* Исходный текст *
Помнишь, как Он в гости пришёл к Симону-фарисею, как Ему
блудница ноги слезами омывала? Симон-то думает: «Если бы
Он был пророк, то знал бы, кто и какая женщина прикасается к
Нему, ибо она грешница» (Лк. 7, 39). А Господь ему: «Я
пришел в дом твой, и ты воды Мне на ноги не дал, а она
слезами облила Мне ноги и волосами головы своей отерла; ты
целования Мне не дал, а она, с тех пор как Я пришел, не
перестает целовать у Меня ноги; ты головы Мне маслом не
помазал, а она миром помазала Мне ноги. А потому сказываю
тебе: прощаются грехи ее многие за то, что она возлюбила
много, а кому мало прощается, тот мало любит». (Лк. 7,
44-47). Господь, видишь: любит не то, что показное,
фарисейское, не то, что для галочки, а то, что от сердца
идёт, что живое, подлинное!..
— Батюшка,
вы мне замену-то ищите?
— Это ещё не к спеху… Бодрись и крепись. Бодрись и
крепись. Трудись пока.
— В одном
выступлении я сказал, что ненавижу охотников. Мне тут же
ответили: «Как это? Вы не стяжали любви к ближним?» По душе
скажу, что не только не люблю некоторых, но даже избегаю
общения с ними. Любовь, на мой взгляд, это высшая ступень на
пути к Богу. Можем ли мы разбрасываться этим словом?
— Охотники… О них в Писании много написано, и нигде
они за своё занятие не осуждаются. Можно охотиться и для
пропитания, и для того, чтобы равновесие в природе
поддерживать… Есть «зелёные» которые против шуб из меха
животных, есть вегетарианцы, которые не едят мясного… Я их
не осуждаю. Но вспомните Новый Завет, притчу о блудном сыне:
что же, выходит, отец согрешил, когда, встречая сына, велел
заколоть упитанного тельца? Тоже, получается, убийство, не
хуже, чем на охоте…
— Батюшка,
я тут не могу остановиться…
— А ты остановись, и попроси у Господа прощения за то,
что не любил охотников. Людей убивают — вот о чём горевать
надо. Что сейчас в Ливане творится!..

* Выдержки из записей *

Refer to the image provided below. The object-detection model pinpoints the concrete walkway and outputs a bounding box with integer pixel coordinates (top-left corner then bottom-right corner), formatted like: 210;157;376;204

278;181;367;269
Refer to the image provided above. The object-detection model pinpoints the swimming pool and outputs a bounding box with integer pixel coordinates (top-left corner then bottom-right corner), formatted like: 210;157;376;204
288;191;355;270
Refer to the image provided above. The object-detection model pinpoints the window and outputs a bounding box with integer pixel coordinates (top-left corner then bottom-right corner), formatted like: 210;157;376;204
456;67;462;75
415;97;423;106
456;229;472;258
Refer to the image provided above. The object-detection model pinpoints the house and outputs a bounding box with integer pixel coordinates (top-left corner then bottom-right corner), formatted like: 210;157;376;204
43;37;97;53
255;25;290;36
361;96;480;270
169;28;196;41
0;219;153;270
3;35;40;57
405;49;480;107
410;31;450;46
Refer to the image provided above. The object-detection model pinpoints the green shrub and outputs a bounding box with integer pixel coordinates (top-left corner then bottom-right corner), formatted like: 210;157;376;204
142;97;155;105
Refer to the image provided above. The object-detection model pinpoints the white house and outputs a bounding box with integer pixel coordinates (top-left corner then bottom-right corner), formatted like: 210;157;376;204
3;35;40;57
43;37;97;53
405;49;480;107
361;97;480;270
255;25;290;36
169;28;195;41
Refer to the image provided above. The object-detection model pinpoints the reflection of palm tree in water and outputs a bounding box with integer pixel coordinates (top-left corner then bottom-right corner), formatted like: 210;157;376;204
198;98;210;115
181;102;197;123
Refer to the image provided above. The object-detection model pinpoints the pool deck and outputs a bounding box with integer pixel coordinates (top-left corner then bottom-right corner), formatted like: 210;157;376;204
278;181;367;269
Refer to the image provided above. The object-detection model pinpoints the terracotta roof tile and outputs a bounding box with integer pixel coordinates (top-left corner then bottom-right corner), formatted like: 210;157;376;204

* Условия задания *
a - Перескажите беседу в двух предложениях.
b - Согласуются ли с беседой следующие утверждения: (i) Симон дал Господу воды на ноги; (ii) батюшка осуждает вегетарианцев; (iii) батюшка считает, что искать замену ещё не к спеху? На каждое ответьте «да» или «нет» и приведите решающие слова беседы.
c - Чем, согласно беседе, блудница отёрла ноги Господу?
Приведённые пункты здесь никакой роли не играют.

* Ответы *
a - Вспоминая, как блудница омыла слезами ноги Господа в доме Симона-фарисея, батюшка говорит, что Господь любит не показное, а то, что идёт от сердца. Собеседнику, который в одном выступлении сказал, что ненавидит охотников, он отвечает, что в Писании охотники за своё занятие нигде не осуждаются, и советует попросить у Господа прощения за то, что не любил охотников.

b -
(i) Нет: «ты воды Мне на ноги не дал».
(ii) Нет: «Я их не осуждаю».
(iii) Да: «Это ещё не к спеху».

c - Волосами своей головы.